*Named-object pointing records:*
* start *

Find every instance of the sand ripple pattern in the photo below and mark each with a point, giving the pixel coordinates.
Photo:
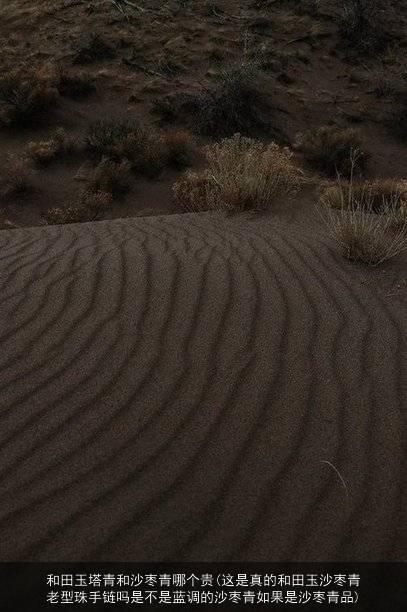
(174, 388)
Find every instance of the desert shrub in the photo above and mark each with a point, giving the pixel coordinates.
(237, 103)
(192, 192)
(25, 98)
(16, 176)
(90, 207)
(364, 234)
(329, 148)
(242, 174)
(58, 145)
(110, 177)
(361, 25)
(105, 137)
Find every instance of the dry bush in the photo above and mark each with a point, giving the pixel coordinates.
(143, 149)
(362, 25)
(90, 207)
(329, 149)
(365, 235)
(59, 145)
(25, 97)
(16, 176)
(237, 103)
(191, 193)
(110, 177)
(242, 174)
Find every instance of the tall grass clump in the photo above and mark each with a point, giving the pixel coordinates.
(242, 174)
(367, 233)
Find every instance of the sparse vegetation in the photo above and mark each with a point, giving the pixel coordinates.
(110, 177)
(146, 151)
(237, 103)
(329, 148)
(362, 25)
(25, 98)
(90, 207)
(74, 86)
(367, 235)
(243, 174)
(58, 145)
(16, 176)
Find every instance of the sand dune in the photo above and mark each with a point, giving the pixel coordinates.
(174, 388)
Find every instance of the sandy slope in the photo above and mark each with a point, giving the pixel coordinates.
(171, 387)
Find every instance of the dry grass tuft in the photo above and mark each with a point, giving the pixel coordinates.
(243, 174)
(366, 234)
(110, 177)
(90, 207)
(329, 150)
(143, 149)
(25, 98)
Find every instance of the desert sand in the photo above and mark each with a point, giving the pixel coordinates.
(199, 387)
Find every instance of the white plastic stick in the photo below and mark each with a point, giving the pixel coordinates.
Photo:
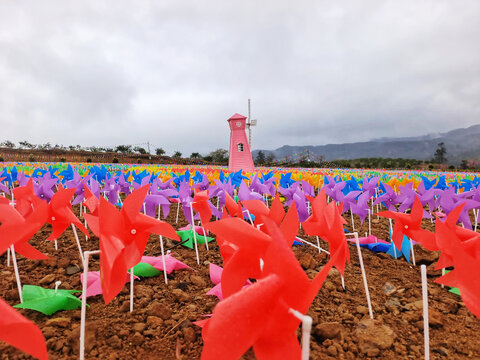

* end *

*Work instructions:*
Can you rewrite all of the data above with "pixel coordinates" replaced by "x and y positions" and everything else left unchanged? Leave the pictures out of your answer.

*Answer in full:*
Find every instance of the sand ripple pattern in the photo below and mark each with a point, giving the x and y positions.
Photo:
(174, 388)
Find every instance of the desert shrub in the photo above and mark each with a point, giving the x and y positions.
(237, 103)
(192, 192)
(25, 98)
(16, 176)
(90, 207)
(364, 234)
(329, 148)
(242, 174)
(58, 145)
(110, 177)
(361, 25)
(105, 137)
Find every instance of the dry bush in the photo above and mark each with a point, giving the x and y positions.
(143, 149)
(362, 25)
(90, 207)
(329, 149)
(365, 235)
(59, 145)
(25, 97)
(16, 176)
(237, 103)
(191, 193)
(110, 177)
(242, 174)
Find every instance of the tall grass clump in the photo above and mark each with a point, giving the x and y positions.
(242, 174)
(367, 233)
Find every instance of the sparse vegetation in the photo above and mark each with a point, giving the x and y positions.
(110, 177)
(146, 151)
(237, 103)
(329, 148)
(362, 25)
(25, 98)
(90, 207)
(74, 86)
(367, 235)
(243, 174)
(58, 145)
(16, 176)
Find every instance of the sand dune in the photo above and mark each with a point, giving the x and y positions.
(174, 388)
Find every instance of the sandy slope in the photo above and mark each with a point, giving the x and y positions.
(171, 387)
Find every instance of the dry grass tuft in the photo above and mark each with a point, giving the x and y positions.
(243, 174)
(366, 234)
(110, 177)
(90, 207)
(329, 150)
(143, 149)
(25, 98)
Find every instance of the desert sand in the photo above and mark each with a point, giving the x and y positions.
(199, 387)
Find every instance of the white plastic stick in the photo below and mark each with a point, giving the x and y positions.
Photo:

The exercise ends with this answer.